Data excerpts:
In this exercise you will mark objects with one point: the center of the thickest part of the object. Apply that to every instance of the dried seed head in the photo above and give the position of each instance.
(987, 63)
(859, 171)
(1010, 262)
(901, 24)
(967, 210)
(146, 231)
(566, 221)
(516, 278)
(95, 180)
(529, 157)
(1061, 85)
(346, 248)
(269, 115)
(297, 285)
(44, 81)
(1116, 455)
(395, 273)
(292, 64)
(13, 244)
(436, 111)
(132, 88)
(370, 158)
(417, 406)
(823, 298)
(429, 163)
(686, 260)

The problem: Output the records exactly, including every line.

Response area:
In this exercise you will mark objects with one point: the center of the thickest part of the object. Apply that to every instance of the dried seed head in the photo above and give the position of each instance.
(987, 63)
(859, 171)
(1010, 262)
(901, 24)
(967, 210)
(146, 231)
(566, 221)
(516, 278)
(95, 180)
(529, 157)
(1061, 85)
(346, 248)
(269, 115)
(297, 285)
(44, 81)
(1116, 455)
(395, 273)
(292, 64)
(13, 244)
(436, 111)
(132, 88)
(370, 158)
(417, 406)
(823, 298)
(429, 163)
(686, 260)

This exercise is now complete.